What you need to do:
From the rows below, pull out every line that contains the string "Target" and copy each one unchanged.

Raw data:

BEGIN

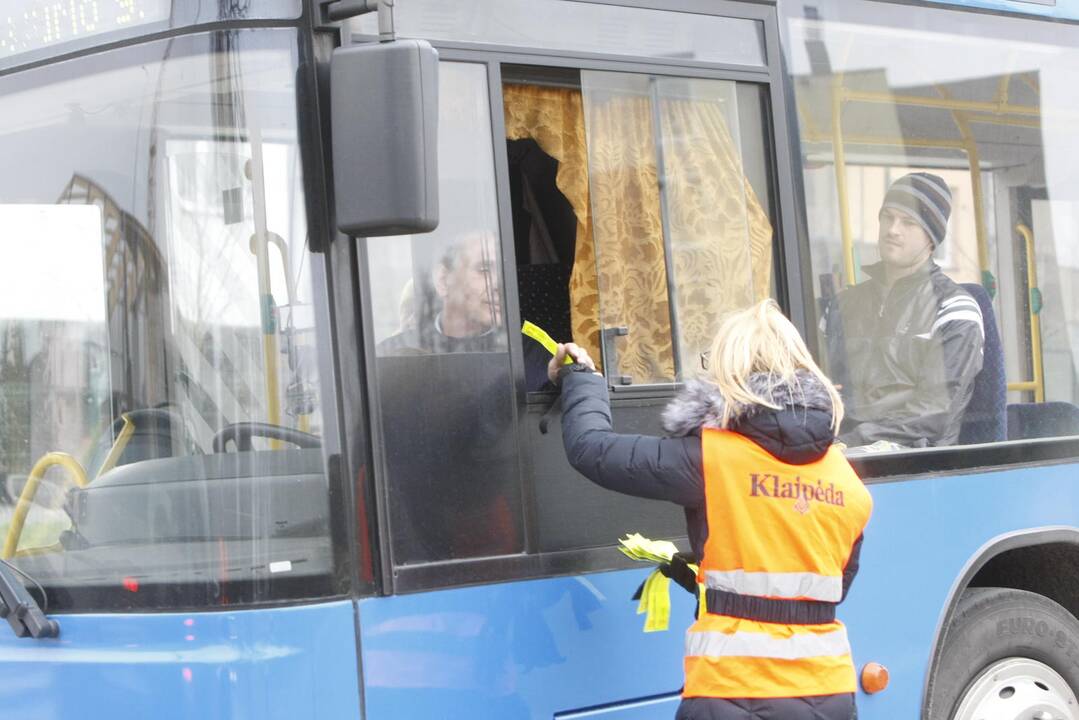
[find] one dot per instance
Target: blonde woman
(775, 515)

END
BEGIN

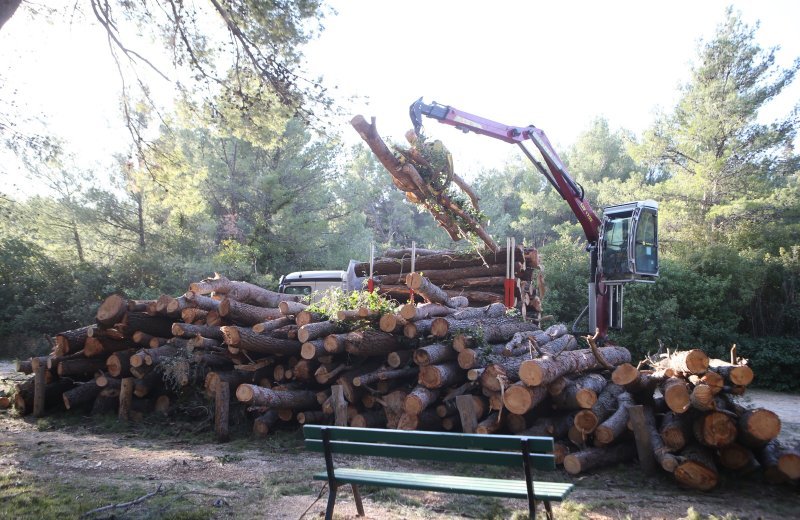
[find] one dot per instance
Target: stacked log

END
BEGIN

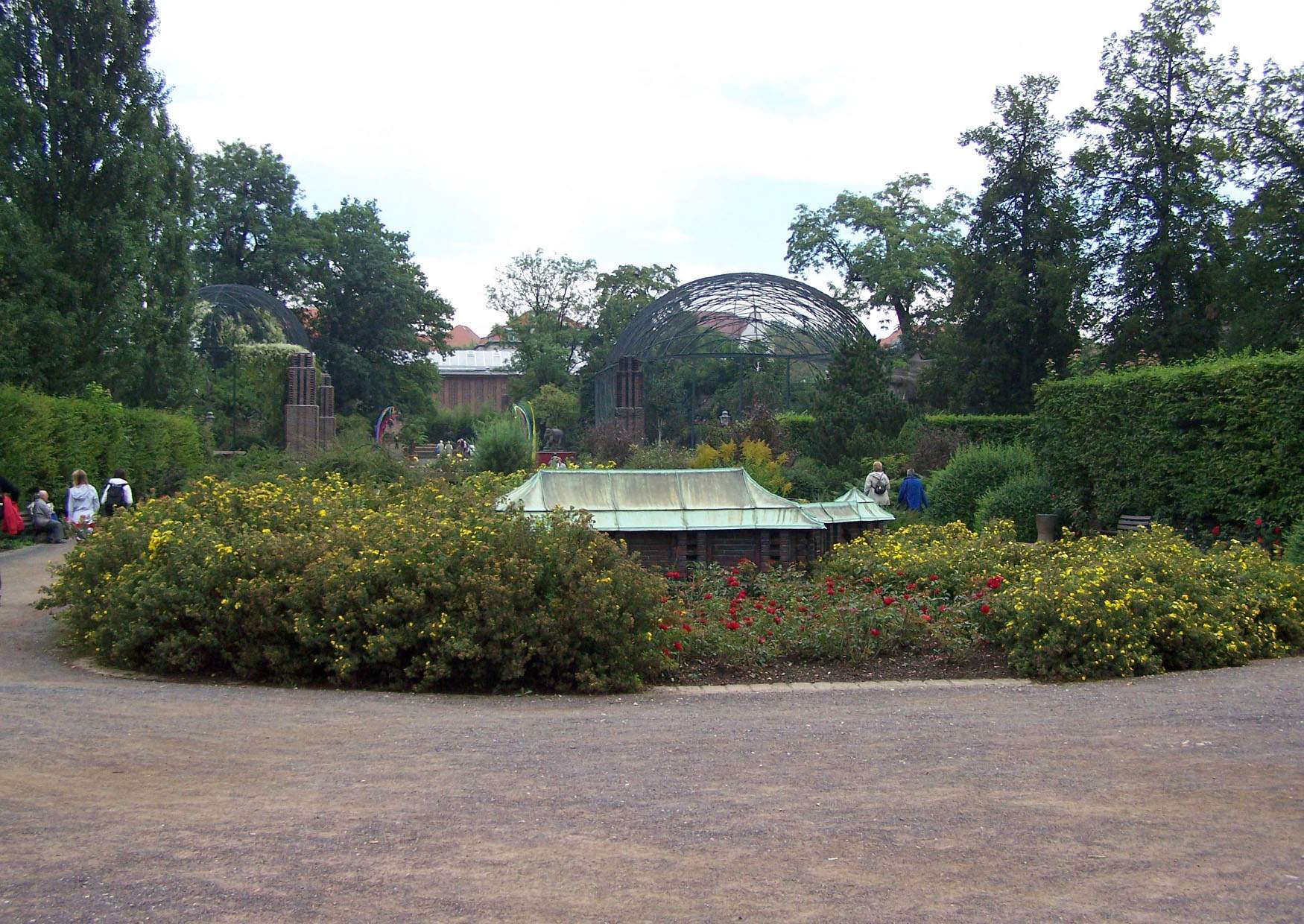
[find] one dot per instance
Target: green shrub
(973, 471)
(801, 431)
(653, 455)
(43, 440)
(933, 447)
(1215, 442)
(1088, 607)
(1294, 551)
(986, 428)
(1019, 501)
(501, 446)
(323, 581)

END

Result of the task:
Target: blonde woman
Target: stacked log
Target: green shrub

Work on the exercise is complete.